## Description of the task:
Retype the listing that follows, exactly as written.

BEGIN

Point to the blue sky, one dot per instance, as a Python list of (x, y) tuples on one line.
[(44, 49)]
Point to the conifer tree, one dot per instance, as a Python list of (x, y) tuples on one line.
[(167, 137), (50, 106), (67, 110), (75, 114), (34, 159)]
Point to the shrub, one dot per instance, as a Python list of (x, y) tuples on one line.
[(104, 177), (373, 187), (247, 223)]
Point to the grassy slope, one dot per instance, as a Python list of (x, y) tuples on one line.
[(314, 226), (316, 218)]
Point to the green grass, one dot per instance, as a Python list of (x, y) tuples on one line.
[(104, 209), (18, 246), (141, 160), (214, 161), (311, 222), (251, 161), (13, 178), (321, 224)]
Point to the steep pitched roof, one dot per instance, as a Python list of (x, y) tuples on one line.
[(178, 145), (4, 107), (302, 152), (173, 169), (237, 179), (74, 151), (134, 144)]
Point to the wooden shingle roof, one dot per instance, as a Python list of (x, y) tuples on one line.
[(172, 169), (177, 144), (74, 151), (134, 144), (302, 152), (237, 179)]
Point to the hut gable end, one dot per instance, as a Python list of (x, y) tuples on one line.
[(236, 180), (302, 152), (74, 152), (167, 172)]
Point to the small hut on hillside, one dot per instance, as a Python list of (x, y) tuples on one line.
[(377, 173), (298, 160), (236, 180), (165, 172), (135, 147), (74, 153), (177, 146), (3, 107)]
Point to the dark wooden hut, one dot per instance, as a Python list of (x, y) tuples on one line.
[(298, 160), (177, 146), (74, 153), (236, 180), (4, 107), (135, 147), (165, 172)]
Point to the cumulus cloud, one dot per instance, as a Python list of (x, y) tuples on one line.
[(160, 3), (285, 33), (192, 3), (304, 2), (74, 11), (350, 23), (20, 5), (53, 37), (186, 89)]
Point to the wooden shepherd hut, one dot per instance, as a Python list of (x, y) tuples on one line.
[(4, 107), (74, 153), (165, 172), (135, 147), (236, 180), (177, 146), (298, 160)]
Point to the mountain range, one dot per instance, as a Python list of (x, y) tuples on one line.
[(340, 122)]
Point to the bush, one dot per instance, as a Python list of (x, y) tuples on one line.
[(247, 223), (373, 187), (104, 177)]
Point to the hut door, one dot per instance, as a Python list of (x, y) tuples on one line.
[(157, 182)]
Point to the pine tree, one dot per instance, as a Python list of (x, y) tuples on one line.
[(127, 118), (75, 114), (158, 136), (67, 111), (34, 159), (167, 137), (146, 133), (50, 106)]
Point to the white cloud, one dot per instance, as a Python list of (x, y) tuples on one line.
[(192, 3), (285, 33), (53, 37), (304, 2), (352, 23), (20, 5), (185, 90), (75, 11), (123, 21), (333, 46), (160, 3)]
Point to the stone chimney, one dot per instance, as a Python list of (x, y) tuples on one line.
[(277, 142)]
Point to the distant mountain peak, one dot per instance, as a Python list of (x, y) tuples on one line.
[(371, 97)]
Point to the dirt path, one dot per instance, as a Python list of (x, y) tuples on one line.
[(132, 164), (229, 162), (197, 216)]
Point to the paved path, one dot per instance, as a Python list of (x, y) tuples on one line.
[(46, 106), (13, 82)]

END

## Written solution:
Point to the blue sky, one dot per instance, as a Python list of (x, y) tuples on one line.
[(44, 49)]
Point to the conifer tree, one dot per instance, as a Python list of (x, y) tuples on one line.
[(167, 137), (50, 106), (67, 110), (75, 114), (34, 159)]
Point to the shrub, one dot per instance, as a Python list of (x, y) tuples on one line.
[(104, 177), (373, 187), (247, 223)]
Point to the grassy slope, one dot per instance, as a Python list of (x, y) tuples on one line.
[(314, 226), (316, 218)]
Point to the green grass, one dot per instance, as a Python list of (x, y) tuples on one line.
[(104, 209), (18, 246), (141, 160), (214, 161), (311, 222), (251, 161), (13, 178), (321, 224)]
Point to the steep pitched roof, one dot per instance, as a Python list of (x, y) tuples on one line.
[(178, 145), (4, 107), (302, 152), (173, 169), (237, 179), (74, 151), (134, 144)]
Point to the wooden shingle roof, one dot per instance, as a Python list of (x, y) tuples on one line.
[(172, 169), (177, 144), (74, 151), (134, 144), (302, 152), (237, 179)]
Point to the hut gable end, one dot per instance, as a Python list of (x, y) tuples on one line.
[(236, 180), (302, 152), (74, 152), (167, 172)]
Point to the small hut on hillside, one dot per instance, as a Python list of (x, y) tuples on one line.
[(377, 173), (298, 160), (236, 180), (165, 172), (135, 147), (74, 153), (177, 146), (3, 107)]
Point to the dark wooden hut, one dot per instance, as a Python list of (x, y) tuples on one line.
[(298, 160), (177, 146), (74, 153), (236, 180), (4, 107), (135, 147), (165, 172)]
Point to the cumulus cloud, one dot per instance, as a Python list of (x, y) tuples on one line.
[(160, 3), (285, 33), (192, 3), (304, 2), (74, 11), (350, 23), (20, 5), (53, 37), (186, 89)]
Point to the wooden shepherd hut, one dot per instance, as a Python list of (x, y) tuples on one line.
[(4, 107), (74, 153), (165, 172), (135, 147), (236, 180), (177, 146), (298, 160)]
Point to the mountain range, one dot per instance, as a Python list of (x, y) tuples on one line.
[(340, 122)]
Point to the bush, one dot per instance, as a Python list of (x, y) tuples on one line.
[(247, 223), (373, 187), (104, 177)]
Point to the hut door, one dot per instance, as a Python list of (x, y) tuples on one line.
[(157, 182)]
Point to the pine tree, one dot per instance, as a Python list of (x, y) tuples on one line.
[(127, 118), (75, 114), (158, 136), (67, 111), (34, 159), (167, 137), (146, 133), (50, 106)]
Point to the white cloud, one dot per instance, as a Python list of (x, y) tuples on one line.
[(192, 3), (285, 33), (53, 37), (304, 2), (352, 23), (20, 5), (185, 90), (75, 11), (123, 21), (333, 46), (160, 3)]
Point to the stone chimney, one dot per instance, as a Python list of (x, y) tuples on one line.
[(277, 142)]
Point to the distant mountain peak, one dot per instance, as a Python list of (x, y) tuples on one line.
[(371, 97)]
Point to the dirt path, one dot per instance, as a Python list of (x, y) tuples on one line.
[(132, 164), (229, 162), (197, 216)]
Point to the paved path, one dot per instance, as a Python list of (x, y) tuples on one line.
[(46, 106), (13, 82)]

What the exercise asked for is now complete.